Occupancy and equipment expenses increased by $165,000 or 9.3% and
communications, postage, and supplies expense increased by $132,000 or 14.6%
during the three months ended September 30, 1999, as compared to the same period
in the previous year. These increases were primarily attributable to general
growth in the number of banking facilities operated by the Corporation, as
previously described, as well as increases in the number of full-time equivalent
employees and in the number of customers served by the Corporation.
ATM and debit card transaction costs increased by $59,000 or 9.9%
during the three months ended September 30, 1999, as compared to the same period
in the previous year. This increase corresponds to an increase in the number of
checking accounts serviced by the Corporation, as previously described, as well
as an increase the number of ATMs operated by the Corporation.
Advertising and marketing expenses increased by $81,000 or 15.9% during
the three months ended September 30, 1999, as compared to the same period in the
previous year. This increase can be attributed to general growth in the number
of banking facilities operated by the Corporation, as previously described, as
well as an increase in the number of market areas serviced by the Corporation.
Also contributing was an increase in contributions to charitable organizations.
Amortization of intangible assets increased by $135,000 or over 100%
during the three months ended September 30, 1999, as compared to the same period
in the previous year. This increase was due to the Corporation's acquisition of
$76.9 million in deposit liabilities from another financial institution during
the fourth quarter of 1998. The Corporation paid a premium of $8.0 million for
the deposits and certain other assets.

**Exercise description:**
Please copy the expense passage above word for word, starting with "Advertising and marketing" and going on through "to charitable organizations.".

**Items:**
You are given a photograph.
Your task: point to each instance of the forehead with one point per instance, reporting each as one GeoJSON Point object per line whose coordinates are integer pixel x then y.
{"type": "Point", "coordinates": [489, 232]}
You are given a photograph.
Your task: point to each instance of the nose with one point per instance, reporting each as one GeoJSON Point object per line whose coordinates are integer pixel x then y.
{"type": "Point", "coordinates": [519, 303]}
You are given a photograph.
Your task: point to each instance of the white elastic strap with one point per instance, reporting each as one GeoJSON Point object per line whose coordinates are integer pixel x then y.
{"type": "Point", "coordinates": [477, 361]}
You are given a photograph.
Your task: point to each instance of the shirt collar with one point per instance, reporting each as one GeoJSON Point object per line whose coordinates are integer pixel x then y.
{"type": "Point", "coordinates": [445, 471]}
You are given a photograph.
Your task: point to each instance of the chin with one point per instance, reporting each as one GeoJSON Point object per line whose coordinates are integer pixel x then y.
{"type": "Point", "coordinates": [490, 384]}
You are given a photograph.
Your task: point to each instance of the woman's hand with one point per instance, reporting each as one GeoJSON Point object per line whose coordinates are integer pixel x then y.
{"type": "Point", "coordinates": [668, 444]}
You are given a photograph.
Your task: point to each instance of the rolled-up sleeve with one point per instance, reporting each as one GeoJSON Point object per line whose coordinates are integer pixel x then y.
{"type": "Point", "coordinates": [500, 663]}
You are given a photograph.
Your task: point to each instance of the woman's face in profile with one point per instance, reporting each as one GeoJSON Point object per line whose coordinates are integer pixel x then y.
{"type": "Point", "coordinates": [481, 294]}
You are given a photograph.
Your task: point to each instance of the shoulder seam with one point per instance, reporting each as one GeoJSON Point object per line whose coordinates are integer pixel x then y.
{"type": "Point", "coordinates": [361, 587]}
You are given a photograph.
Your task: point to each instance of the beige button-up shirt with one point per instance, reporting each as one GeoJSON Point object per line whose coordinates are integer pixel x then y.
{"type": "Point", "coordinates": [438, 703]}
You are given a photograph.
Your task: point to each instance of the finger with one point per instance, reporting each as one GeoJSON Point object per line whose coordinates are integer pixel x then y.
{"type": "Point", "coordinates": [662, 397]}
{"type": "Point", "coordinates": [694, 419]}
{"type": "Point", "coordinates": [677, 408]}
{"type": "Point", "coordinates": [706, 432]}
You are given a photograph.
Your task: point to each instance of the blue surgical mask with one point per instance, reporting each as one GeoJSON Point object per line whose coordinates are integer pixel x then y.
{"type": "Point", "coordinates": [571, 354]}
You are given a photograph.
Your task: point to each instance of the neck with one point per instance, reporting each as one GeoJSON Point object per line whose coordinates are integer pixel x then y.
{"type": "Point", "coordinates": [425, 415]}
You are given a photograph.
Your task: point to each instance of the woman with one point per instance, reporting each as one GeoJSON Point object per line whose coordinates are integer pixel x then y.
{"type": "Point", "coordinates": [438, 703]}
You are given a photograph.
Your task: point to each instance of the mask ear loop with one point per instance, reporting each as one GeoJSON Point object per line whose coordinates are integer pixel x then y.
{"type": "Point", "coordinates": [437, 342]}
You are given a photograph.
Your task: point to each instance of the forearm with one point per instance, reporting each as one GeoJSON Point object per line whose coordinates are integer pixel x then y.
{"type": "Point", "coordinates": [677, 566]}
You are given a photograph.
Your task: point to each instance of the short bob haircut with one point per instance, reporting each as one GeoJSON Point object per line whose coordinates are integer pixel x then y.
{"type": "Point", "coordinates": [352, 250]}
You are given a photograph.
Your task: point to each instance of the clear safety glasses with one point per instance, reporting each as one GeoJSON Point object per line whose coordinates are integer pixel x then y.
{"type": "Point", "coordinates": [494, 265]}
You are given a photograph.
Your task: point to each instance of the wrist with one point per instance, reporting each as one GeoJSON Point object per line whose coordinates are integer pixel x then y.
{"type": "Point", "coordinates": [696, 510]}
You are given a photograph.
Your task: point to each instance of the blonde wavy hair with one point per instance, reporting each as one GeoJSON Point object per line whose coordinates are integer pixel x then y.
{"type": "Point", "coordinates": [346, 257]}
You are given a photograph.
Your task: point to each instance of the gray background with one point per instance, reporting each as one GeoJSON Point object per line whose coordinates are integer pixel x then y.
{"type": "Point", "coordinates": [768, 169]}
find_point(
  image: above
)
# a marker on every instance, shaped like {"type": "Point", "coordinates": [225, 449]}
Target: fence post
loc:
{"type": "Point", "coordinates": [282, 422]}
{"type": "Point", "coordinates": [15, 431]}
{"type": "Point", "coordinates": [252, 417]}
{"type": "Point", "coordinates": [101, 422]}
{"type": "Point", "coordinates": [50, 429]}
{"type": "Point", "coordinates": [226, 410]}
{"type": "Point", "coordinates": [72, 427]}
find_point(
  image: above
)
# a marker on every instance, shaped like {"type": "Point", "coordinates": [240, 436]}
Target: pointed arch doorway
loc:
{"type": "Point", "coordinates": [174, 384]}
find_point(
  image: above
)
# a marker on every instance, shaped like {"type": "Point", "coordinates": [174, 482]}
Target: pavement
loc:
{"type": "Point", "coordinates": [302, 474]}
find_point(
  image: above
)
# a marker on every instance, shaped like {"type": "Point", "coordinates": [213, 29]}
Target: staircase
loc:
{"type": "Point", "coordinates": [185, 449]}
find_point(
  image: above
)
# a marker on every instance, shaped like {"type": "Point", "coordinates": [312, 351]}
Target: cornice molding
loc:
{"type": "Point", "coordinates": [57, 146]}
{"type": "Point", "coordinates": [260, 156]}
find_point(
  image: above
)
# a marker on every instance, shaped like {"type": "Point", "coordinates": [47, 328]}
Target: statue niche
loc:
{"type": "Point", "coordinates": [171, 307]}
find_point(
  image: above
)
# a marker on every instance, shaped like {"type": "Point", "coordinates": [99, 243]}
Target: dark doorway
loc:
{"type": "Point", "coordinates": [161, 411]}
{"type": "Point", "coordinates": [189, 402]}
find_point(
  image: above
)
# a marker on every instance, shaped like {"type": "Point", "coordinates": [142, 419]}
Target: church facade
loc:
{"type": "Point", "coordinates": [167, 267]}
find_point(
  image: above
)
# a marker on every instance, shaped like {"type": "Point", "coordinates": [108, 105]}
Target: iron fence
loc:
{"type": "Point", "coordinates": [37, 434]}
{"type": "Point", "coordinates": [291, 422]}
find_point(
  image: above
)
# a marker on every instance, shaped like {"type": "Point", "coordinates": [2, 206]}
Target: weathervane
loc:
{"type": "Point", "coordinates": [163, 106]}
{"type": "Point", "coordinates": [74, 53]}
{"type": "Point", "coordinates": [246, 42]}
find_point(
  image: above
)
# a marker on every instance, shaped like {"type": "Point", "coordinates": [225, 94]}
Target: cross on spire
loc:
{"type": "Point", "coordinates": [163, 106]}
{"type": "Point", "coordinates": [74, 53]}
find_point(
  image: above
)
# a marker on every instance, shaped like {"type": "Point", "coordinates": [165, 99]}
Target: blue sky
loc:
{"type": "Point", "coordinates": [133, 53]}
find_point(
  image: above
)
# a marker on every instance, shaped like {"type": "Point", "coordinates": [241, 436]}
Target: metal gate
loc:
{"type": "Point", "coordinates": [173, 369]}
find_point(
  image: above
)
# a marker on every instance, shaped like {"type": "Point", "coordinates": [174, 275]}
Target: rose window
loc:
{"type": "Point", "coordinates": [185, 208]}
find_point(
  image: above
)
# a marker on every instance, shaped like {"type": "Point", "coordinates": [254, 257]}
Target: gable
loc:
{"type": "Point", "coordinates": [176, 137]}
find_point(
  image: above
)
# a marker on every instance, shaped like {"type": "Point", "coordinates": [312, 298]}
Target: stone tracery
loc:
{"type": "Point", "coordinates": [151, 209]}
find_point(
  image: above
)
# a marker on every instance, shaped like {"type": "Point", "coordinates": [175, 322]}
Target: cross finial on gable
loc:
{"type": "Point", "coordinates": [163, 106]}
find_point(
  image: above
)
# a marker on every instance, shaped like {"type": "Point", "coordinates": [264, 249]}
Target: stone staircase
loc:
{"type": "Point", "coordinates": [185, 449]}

**The result:**
Advertising and marketing expenses increased by $81,000 or 15.9% during
the three months ended September 30, 1999, as compared to the same period in the
previous year. This increase can be attributed to general growth in the number
of banking facilities operated by the Corporation, as previously described, as
well as an increase in the number of market areas serviced by the Corporation.
Also contributing was an increase in contributions to charitable organizations.